## [QUOTED PASSAGE]
################

Saturday, April 02, 2011

New Mexican(?) food & Albu's OK

I got anxious waiting at home for editors to send acceptances of my stories and decided to go down to Albuquerque this month to research background info I need for another novel to homestead the slush piles of NY publishers.

We hit the UNM campus, including a stopover at UNM Press for info on their chock-full spring catalogue pubs I mentioned before. Suddenly, there, in the center of campus, my wife and I were assailed by the huge statue Fiesta Jarabe, done by the late Luis Jimenez.

To be clear, I like at least one Jimenez, El Reflejo del Chuco, so I don't hate his work. (Check videos of his talking about his work here.) And the tejano did bequeath a huge body of work on his interpretion of mestizaje. But Chicanos shouldn't be expected to like everything Chicano anymore than Anglos should be about their works. (You want they should be proud of the Battle of the Alamo? How 'bout Sleepy Lagoon?)

So, I'll say that the Fiesta Jarabe sculpture "impresses" almost as much as the Mustang, Mesteño 32-foot-tall cast-fiberglass sculpture--the largest Jimenez ever did--that challenges tourists to try to forget it after driving in or out of the Denver airport. Experiencing that bright blue, upright caballote with gleaming red eyes can never be replaced by looking at a mere photo. But, back to Albu.

A highlight of the trip was visiting the National Hispanic Cultural Center. A read of their info suggests the "Hispanos" of NM decided they'd had enuf of O'Keefe et al getting all the museum space in town, and must have "suggested" to city fathers it was time to give the Spanish-speaking their own dedicated space, which is better than having not much space at all. And it's a great one--an impressive-looking, vast, concrete spread of culture-centered buildings, with "Arte, Idioma, Cultura & Comunidad" as their slogan.

None of my ancestors were nuevomexicano, nor old ones in the territory's past, so I didn't check out their Biblioteca y Centro Genealógico, but you might want to.

################

## [DATASET EXCERPT]
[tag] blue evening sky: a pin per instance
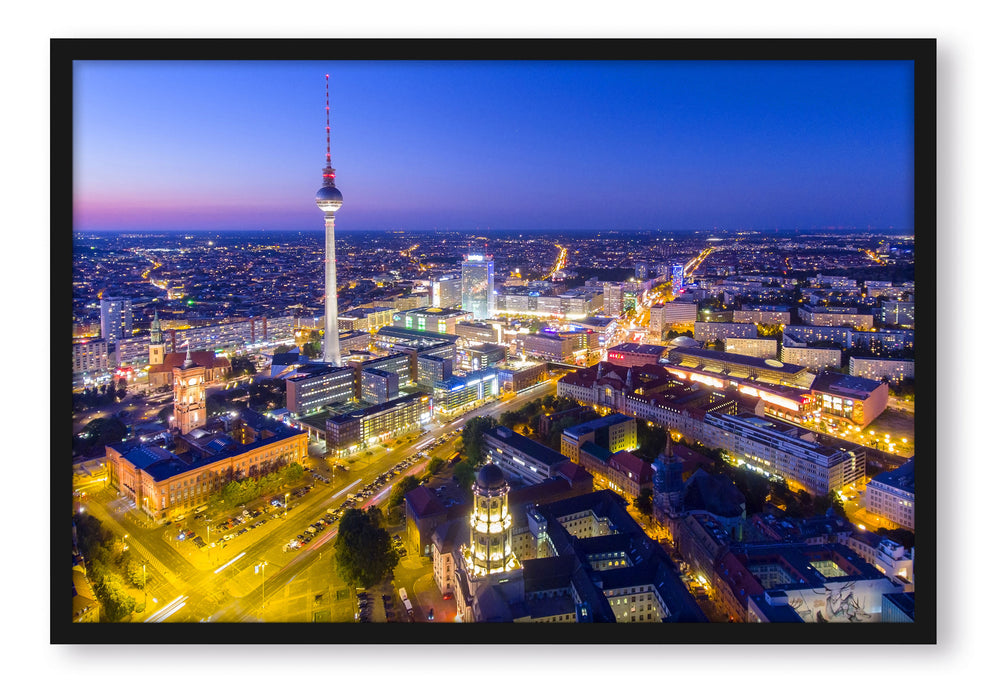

################

## [STATED GOAL A]
Please sum up the post about the Albuquerque trip in two sentences.
## [STATED GOAL B]
Continue the post about the Albuquerque trip from its last sentence.
The material has no connection to the text.

## [EXPECTED OUTPUT A]
While waiting to hear back from editors, the writer traveled to Albuquerque with a spouse to research background for another novel. On the UNM campus, Luis Jimenez's huge Fiesta Jarabe statue drew a skeptical reaction, while the National Hispanic Cultural Center, a vast concrete spread of culture-centered buildings, was a highlight of the trip.

## [EXPECTED OUTPUT B]
Since I also love creating furniture that doesn't sell--only because I can never get it just-right so it might land in a museum--the "New Mexico Furniture is Art" exhibit was puro suave. From Spanish colonial to modern, yeah, it's just like much of the stuff you see in Taos hand-crafted furniture shops, but you don't have to worry about buying anything or feel like you shouldn't be looking since you could never afford to buy even one chair, plus it's all in one location, so you eliminate having to mall-walk the miles of downtown Taos, in and out of shops where, because you're bronce, proprietors wonder if you carry a shopping bag to abscond with a carved bench and don't know that it only contains cheap-tourist trinkets and free brochures you'll use to write that next unsold novel. That exhibit open until May 29, 2011.

Then we got a bigger treat. We were lucky to have arrived just after the opening of the 1000 sq.-meter or 4,000 sq. feet--depending on which lit you read--Buon Fresco (“true fresco”) created over the last ten years by native nuevo mexicano Frederico Vigil and assistants and interns.

According to the Centro: "Vigil first became involved with the ancient art of fresco during an internship in 1984 with Lucienne Bloch and Stephen Pope Dimitroff, who were apprentices to Diego Rivera." I've seen Mexico's Rivera murals and his influence is obvious in this monumental work. You lose track of time sitting on one side of the interior to take in everything viewable from that angle, and then you move onto another sector for another view, and you never feel like you can see enuf of it.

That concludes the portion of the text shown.